### [PROBLEM STATEMENT]
Rewrite the material below as a Markdown table with the columns Row and Line, giving each nonblank line its own row number.

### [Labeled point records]

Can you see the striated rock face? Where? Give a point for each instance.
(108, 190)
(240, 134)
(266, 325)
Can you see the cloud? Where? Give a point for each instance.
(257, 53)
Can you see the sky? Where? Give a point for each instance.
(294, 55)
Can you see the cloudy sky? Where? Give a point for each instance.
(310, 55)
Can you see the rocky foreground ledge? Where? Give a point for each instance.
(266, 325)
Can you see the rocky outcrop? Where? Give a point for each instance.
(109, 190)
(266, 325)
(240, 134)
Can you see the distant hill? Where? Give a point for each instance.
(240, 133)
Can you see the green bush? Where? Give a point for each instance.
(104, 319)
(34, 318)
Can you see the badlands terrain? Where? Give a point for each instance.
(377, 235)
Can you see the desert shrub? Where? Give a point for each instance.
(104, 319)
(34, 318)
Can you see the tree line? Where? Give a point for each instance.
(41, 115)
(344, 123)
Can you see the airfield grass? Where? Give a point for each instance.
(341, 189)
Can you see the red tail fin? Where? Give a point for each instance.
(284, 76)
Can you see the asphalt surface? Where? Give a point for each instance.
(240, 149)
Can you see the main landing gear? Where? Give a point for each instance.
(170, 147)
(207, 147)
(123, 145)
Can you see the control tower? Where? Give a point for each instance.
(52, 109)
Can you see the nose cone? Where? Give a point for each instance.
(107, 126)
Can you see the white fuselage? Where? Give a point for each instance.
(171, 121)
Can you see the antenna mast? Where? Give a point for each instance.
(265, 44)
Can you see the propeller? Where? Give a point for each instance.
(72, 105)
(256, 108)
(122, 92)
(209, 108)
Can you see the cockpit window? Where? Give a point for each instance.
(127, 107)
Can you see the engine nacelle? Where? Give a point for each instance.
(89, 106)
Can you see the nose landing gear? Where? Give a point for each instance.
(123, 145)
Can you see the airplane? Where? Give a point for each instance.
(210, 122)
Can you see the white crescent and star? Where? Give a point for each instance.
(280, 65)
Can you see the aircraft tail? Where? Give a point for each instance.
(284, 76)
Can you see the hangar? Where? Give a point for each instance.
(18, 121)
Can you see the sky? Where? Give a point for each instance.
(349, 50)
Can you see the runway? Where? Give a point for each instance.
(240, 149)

### [RESULT]
| Row | Line |
|---|---|
| 1 | Can you see the striated rock face? Where? Give a point for each instance. |
| 2 | (108, 190) |
| 3 | (240, 134) |
| 4 | (266, 325) |
| 5 | Can you see the cloud? Where? Give a point for each instance. |
| 6 | (257, 53) |
| 7 | Can you see the sky? Where? Give a point for each instance. |
| 8 | (294, 55) |
| 9 | Can you see the cloudy sky? Where? Give a point for each instance. |
| 10 | (310, 55) |
| 11 | Can you see the rocky foreground ledge? Where? Give a point for each instance. |
| 12 | (266, 325) |
| 13 | Can you see the rocky outcrop? Where? Give a point for each instance. |
| 14 | (109, 190) |
| 15 | (266, 325) |
| 16 | (240, 134) |
| 17 | Can you see the distant hill? Where? Give a point for each instance. |
| 18 | (240, 133) |
| 19 | Can you see the green bush? Where? Give a point for each instance. |
| 20 | (104, 319) |
| 21 | (34, 318) |
| 22 | Can you see the badlands terrain? Where? Give a point for each instance. |
| 23 | (377, 235) |
| 24 | Can you see the desert shrub? Where? Give a point for each instance. |
| 25 | (104, 319) |
| 26 | (34, 318) |
| 27 | Can you see the tree line? Where? Give a point for each instance. |
| 28 | (41, 115) |
| 29 | (344, 123) |
| 30 | Can you see the airfield grass? Where? Give a point for each instance. |
| 31 | (341, 189) |
| 32 | Can you see the red tail fin? Where? Give a point for each instance. |
| 33 | (284, 76) |
| 34 | Can you see the asphalt surface? Where? Give a point for each instance. |
| 35 | (240, 149) |
| 36 | Can you see the main landing gear? Where? Give a point for each instance. |
| 37 | (170, 147) |
| 38 | (207, 147) |
| 39 | (123, 145) |
| 40 | Can you see the control tower? Where? Give a point for each instance. |
| 41 | (52, 109) |
| 42 | Can you see the nose cone? Where? Give a point for each instance. |
| 43 | (107, 126) |
| 44 | Can you see the white fuselage? Where? Give a point for each instance. |
| 45 | (171, 121) |
| 46 | Can you see the antenna mast? Where? Give a point for each instance. |
| 47 | (265, 44) |
| 48 | Can you see the propeller? Where? Give a point for each instance. |
| 49 | (72, 105) |
| 50 | (256, 108) |
| 51 | (122, 92) |
| 52 | (209, 108) |
| 53 | Can you see the cockpit window? Where? Give a point for each instance. |
| 54 | (127, 107) |
| 55 | Can you see the engine nacelle? Where? Give a point for each instance. |
| 56 | (89, 106) |
| 57 | Can you see the nose landing gear? Where? Give a point for each instance. |
| 58 | (123, 145) |
| 59 | Can you see the airplane? Where? Give a point for each instance. |
| 60 | (210, 122) |
| 61 | Can you see the white crescent and star? Where? Give a point for each instance. |
| 62 | (280, 65) |
| 63 | Can you see the aircraft tail? Where? Give a point for each instance. |
| 64 | (284, 76) |
| 65 | Can you see the hangar? Where? Give a point for each instance. |
| 66 | (18, 121) |
| 67 | Can you see the sky? Where? Give a point for each instance. |
| 68 | (349, 50) |
| 69 | Can you see the runway? Where? Give a point for each instance. |
| 70 | (240, 149) |